• [WHAT IS EXPECTED]: Copy out the data below, switching every "Practice step" to "Warm-up step" and leaving everything else unchanged. Omit the pictures from your copy.

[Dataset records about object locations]
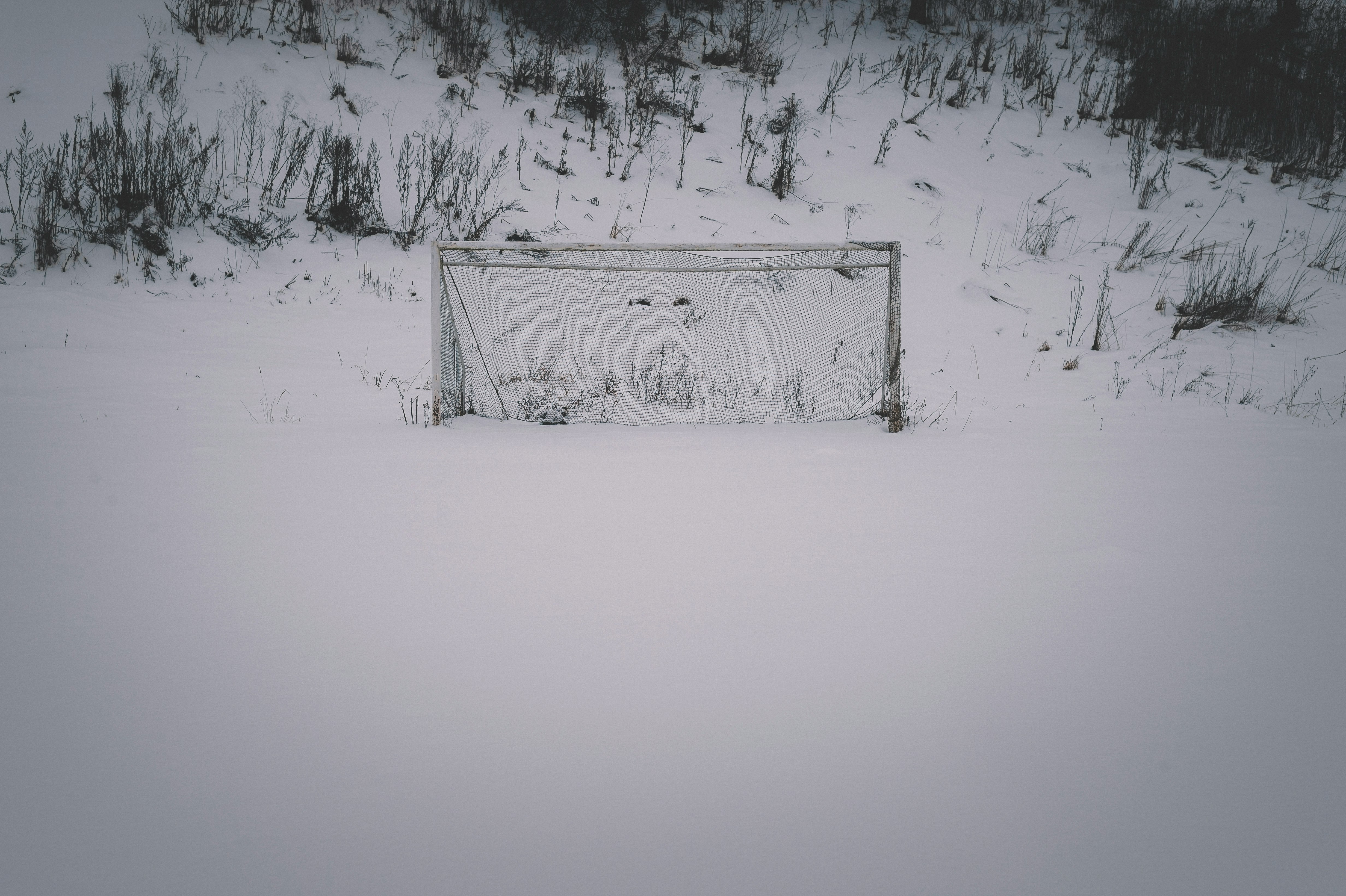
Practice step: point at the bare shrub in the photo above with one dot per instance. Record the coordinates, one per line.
(1147, 244)
(1330, 255)
(461, 34)
(787, 126)
(204, 19)
(1040, 228)
(344, 191)
(1236, 290)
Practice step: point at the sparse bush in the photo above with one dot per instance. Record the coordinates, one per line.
(1330, 255)
(1238, 290)
(462, 34)
(1040, 228)
(787, 126)
(344, 191)
(204, 19)
(255, 233)
(1147, 245)
(532, 64)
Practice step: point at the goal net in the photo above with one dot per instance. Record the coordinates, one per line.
(660, 334)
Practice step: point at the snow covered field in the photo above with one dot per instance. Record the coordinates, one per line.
(1080, 632)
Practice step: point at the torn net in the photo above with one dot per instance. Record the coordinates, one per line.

• [WRITTEN SOLUTION]:
Warm-up step: point at the bare shrub in the photo above with one dot per instance. Record the coordinates, one per line.
(1147, 244)
(1330, 255)
(461, 34)
(787, 126)
(204, 19)
(1040, 228)
(344, 191)
(1236, 290)
Warm-up step: point at the sparse bush in the photo above with one dot per instance. Record the coordinates, one per line.
(1330, 255)
(1238, 290)
(462, 34)
(1040, 228)
(787, 126)
(344, 191)
(204, 19)
(255, 233)
(1147, 245)
(532, 64)
Warm-up step: point at the goal net in the photo above with one dot per instance. Record the coordinates, one per line.
(660, 334)
Warm-up step: point at the snow covered field in the photo above with one dot per instance. Record the coordinates, one per line.
(1080, 632)
Warm-up step: point at the torn net in the photo above with one dot per instance. Record the coordinates, one per line.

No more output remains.